## Task instructions:
Your task is to print all of the data word for word.

####################

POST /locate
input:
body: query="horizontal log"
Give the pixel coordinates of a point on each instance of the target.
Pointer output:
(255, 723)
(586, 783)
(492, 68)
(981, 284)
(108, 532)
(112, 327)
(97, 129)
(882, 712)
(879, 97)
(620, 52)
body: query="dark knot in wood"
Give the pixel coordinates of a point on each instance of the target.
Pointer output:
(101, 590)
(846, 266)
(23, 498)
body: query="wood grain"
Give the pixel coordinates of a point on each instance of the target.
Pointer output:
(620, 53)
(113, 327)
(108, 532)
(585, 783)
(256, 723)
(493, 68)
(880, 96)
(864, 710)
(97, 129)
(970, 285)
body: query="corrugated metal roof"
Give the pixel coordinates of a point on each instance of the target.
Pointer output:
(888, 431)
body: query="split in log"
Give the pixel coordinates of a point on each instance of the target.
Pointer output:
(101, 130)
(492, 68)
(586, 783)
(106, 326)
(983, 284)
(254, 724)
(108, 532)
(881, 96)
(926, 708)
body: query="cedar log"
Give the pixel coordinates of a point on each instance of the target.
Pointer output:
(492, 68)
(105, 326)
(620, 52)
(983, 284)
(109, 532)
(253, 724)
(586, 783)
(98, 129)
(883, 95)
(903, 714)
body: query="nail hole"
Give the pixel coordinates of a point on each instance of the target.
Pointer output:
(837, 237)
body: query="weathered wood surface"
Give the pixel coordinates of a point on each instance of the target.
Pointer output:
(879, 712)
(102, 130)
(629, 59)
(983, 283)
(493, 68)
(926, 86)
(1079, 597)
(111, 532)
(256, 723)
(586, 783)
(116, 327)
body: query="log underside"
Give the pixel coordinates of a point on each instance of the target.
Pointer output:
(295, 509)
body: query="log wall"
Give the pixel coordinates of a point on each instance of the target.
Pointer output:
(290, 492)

####################

## Solution to the exercise:
POST /locate
input:
body: query="horizontal log"
Give the pixel coordinates of a point on each instance of the target.
Pointer output:
(255, 723)
(586, 783)
(492, 68)
(981, 284)
(108, 532)
(112, 327)
(97, 129)
(882, 712)
(879, 97)
(620, 52)
body: query="dark knot in wood"
Give the pixel coordinates of a point on each instance of the target.
Pointer output:
(101, 590)
(846, 266)
(23, 498)
body: query="wood grain"
Give the pixel coordinates of a point on each instance of the target.
Pointer output:
(620, 53)
(113, 327)
(108, 532)
(585, 783)
(256, 723)
(493, 68)
(880, 96)
(864, 710)
(97, 129)
(970, 285)
body: query="corrugated metal roof"
Give the pixel coordinates of a point on each instance of the target.
Pointer output:
(888, 431)
body: query="split in log"
Give the pixel coordinates of a point on each instance of the target.
Pointer output:
(101, 130)
(492, 68)
(586, 783)
(106, 326)
(983, 284)
(254, 724)
(108, 532)
(881, 96)
(926, 708)
body: query="cedar log"
Give the pixel coordinates of a point on each instance of the target.
Pointer output:
(492, 68)
(105, 326)
(620, 52)
(983, 284)
(109, 532)
(253, 724)
(586, 783)
(98, 129)
(883, 95)
(903, 714)
body: query="nail hole"
Give the pixel coordinates of a point on each instance of the target.
Pointer output:
(837, 237)
body: query="weathered wood surface"
Give the pixel coordinates of a point on each instance of the target.
Pointer output:
(879, 712)
(102, 130)
(629, 59)
(983, 283)
(493, 68)
(926, 86)
(1079, 597)
(111, 532)
(256, 723)
(586, 783)
(116, 327)
body: query="log underside"
Give the pixel coordinates of a point on each instance of the target.
Pointer output:
(295, 509)
body: query="log wall"
Give the pixel coordinates of a point on each instance of the target.
Pointer output:
(290, 492)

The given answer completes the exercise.